WORK REQUEST:
All records are to be printed exactly as they appear.

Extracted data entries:

=-=-=-=-=

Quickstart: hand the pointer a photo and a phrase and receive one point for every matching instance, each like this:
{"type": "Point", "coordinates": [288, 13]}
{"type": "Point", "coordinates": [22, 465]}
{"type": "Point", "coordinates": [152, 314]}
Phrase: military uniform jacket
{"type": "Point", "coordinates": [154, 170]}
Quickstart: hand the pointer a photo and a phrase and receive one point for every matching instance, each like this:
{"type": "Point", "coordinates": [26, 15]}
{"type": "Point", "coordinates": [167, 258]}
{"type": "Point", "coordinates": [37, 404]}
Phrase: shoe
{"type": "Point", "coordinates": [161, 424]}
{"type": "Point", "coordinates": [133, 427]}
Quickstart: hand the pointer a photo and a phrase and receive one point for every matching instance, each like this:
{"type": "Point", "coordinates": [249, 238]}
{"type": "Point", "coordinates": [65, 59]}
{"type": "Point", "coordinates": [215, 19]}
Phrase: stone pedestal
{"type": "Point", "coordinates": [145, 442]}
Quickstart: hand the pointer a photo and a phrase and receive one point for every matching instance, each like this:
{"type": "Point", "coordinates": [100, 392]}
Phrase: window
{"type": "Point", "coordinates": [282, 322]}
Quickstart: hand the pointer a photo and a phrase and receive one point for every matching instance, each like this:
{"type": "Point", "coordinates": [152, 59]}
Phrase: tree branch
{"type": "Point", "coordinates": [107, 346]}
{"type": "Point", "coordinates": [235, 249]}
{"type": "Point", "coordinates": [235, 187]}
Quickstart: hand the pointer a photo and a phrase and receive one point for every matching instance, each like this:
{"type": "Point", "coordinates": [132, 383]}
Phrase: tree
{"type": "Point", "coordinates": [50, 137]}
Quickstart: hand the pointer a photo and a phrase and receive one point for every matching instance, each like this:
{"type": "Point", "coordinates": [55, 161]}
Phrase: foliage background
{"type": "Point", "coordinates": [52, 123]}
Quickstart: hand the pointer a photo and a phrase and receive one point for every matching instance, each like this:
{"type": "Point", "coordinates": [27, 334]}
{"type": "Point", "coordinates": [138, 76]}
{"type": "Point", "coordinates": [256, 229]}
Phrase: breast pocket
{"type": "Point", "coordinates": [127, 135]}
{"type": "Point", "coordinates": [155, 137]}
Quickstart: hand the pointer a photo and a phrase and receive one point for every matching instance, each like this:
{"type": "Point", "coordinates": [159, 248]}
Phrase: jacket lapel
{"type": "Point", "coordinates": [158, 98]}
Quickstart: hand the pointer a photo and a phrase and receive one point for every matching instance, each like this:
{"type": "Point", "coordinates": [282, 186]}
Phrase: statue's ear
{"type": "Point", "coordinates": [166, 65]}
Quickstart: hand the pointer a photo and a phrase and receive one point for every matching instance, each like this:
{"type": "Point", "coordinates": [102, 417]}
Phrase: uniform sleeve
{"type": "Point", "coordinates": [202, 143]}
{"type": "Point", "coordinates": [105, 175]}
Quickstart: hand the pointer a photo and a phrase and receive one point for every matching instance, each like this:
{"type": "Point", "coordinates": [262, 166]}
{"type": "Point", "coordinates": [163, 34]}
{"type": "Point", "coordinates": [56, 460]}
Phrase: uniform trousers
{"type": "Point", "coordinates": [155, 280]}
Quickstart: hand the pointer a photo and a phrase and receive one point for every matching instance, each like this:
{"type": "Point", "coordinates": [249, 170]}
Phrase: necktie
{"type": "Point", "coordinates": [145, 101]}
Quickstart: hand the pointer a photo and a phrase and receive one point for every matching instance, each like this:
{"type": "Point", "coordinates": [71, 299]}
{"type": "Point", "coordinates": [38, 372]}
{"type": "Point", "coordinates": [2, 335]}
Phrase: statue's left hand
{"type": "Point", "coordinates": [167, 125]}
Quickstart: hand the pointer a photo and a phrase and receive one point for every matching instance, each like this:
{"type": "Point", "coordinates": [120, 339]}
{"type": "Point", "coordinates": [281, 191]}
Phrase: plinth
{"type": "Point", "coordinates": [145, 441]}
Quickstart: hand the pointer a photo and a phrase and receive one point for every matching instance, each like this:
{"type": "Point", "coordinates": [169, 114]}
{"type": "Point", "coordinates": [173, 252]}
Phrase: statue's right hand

=-=-=-=-=

PROBLEM SOLUTION:
Quickstart: hand the pointer a photo and a phrase and receive one point for every matching instance, each like this:
{"type": "Point", "coordinates": [288, 13]}
{"type": "Point", "coordinates": [22, 465]}
{"type": "Point", "coordinates": [152, 314]}
Phrase: military uniform jacket
{"type": "Point", "coordinates": [154, 170]}
Quickstart: hand the pointer a photo and a phrase and receive one point for every matching instance, each like this:
{"type": "Point", "coordinates": [26, 15]}
{"type": "Point", "coordinates": [167, 258]}
{"type": "Point", "coordinates": [37, 404]}
Phrase: shoe
{"type": "Point", "coordinates": [161, 424]}
{"type": "Point", "coordinates": [133, 427]}
Quickstart: hand the pointer a photo and a phrase and receive one point for every matching instance, each like this:
{"type": "Point", "coordinates": [249, 238]}
{"type": "Point", "coordinates": [65, 59]}
{"type": "Point", "coordinates": [215, 19]}
Phrase: stone pedestal
{"type": "Point", "coordinates": [145, 442]}
Quickstart: hand the pointer a photo and a phrase and receive one point for every matching instance, each like this:
{"type": "Point", "coordinates": [100, 392]}
Phrase: window
{"type": "Point", "coordinates": [282, 322]}
Quickstart: hand the pointer a photo and a phrase and receive one point for every matching instance, each like this:
{"type": "Point", "coordinates": [152, 59]}
Phrase: tree branch
{"type": "Point", "coordinates": [107, 346]}
{"type": "Point", "coordinates": [235, 249]}
{"type": "Point", "coordinates": [235, 187]}
Quickstart: hand the pointer a photo and a phrase and receive one point for every matching instance, each like this:
{"type": "Point", "coordinates": [132, 383]}
Phrase: tree
{"type": "Point", "coordinates": [50, 137]}
Quickstart: hand the pointer a photo and a phrase and receive one point for every matching instance, each like this:
{"type": "Point", "coordinates": [55, 161]}
Phrase: foliage background
{"type": "Point", "coordinates": [52, 123]}
Quickstart: hand the pointer a photo and a phrase and receive one point for every matching instance, each like this:
{"type": "Point", "coordinates": [27, 334]}
{"type": "Point", "coordinates": [138, 76]}
{"type": "Point", "coordinates": [256, 229]}
Phrase: breast pocket
{"type": "Point", "coordinates": [127, 135]}
{"type": "Point", "coordinates": [155, 137]}
Quickstart: hand the pointer a photo and a phrase and receive one point for every matching instance, each like this:
{"type": "Point", "coordinates": [159, 248]}
Phrase: jacket lapel
{"type": "Point", "coordinates": [158, 98]}
Quickstart: hand the pointer a photo and a phrase and receive one point for every matching instance, each like this:
{"type": "Point", "coordinates": [282, 186]}
Phrase: statue's ear
{"type": "Point", "coordinates": [166, 65]}
Quickstart: hand the pointer a photo and a phrase and receive one point for every matching instance, each like this:
{"type": "Point", "coordinates": [102, 417]}
Phrase: uniform sleeve
{"type": "Point", "coordinates": [202, 143]}
{"type": "Point", "coordinates": [105, 175]}
Quickstart: hand the pointer a photo and a phrase and receive one point for every matching instance, each like this:
{"type": "Point", "coordinates": [262, 166]}
{"type": "Point", "coordinates": [163, 34]}
{"type": "Point", "coordinates": [56, 460]}
Phrase: uniform trousers
{"type": "Point", "coordinates": [155, 280]}
Quickstart: hand the pointer a photo and a phrase and receive one point for every matching instance, each like this:
{"type": "Point", "coordinates": [249, 170]}
Phrase: necktie
{"type": "Point", "coordinates": [145, 101]}
Quickstart: hand the pointer a photo and a phrase and receive one point for every matching instance, each like this:
{"type": "Point", "coordinates": [71, 299]}
{"type": "Point", "coordinates": [38, 372]}
{"type": "Point", "coordinates": [2, 335]}
Phrase: statue's left hand
{"type": "Point", "coordinates": [167, 125]}
Quickstart: hand the pointer a photo and a phrase and receive one point for every matching instance, each like this:
{"type": "Point", "coordinates": [120, 339]}
{"type": "Point", "coordinates": [281, 191]}
Phrase: plinth
{"type": "Point", "coordinates": [145, 441]}
Quickstart: hand the pointer a photo and a phrase and receive one point for every matching instance, each like this:
{"type": "Point", "coordinates": [169, 114]}
{"type": "Point", "coordinates": [173, 252]}
Phrase: statue's right hand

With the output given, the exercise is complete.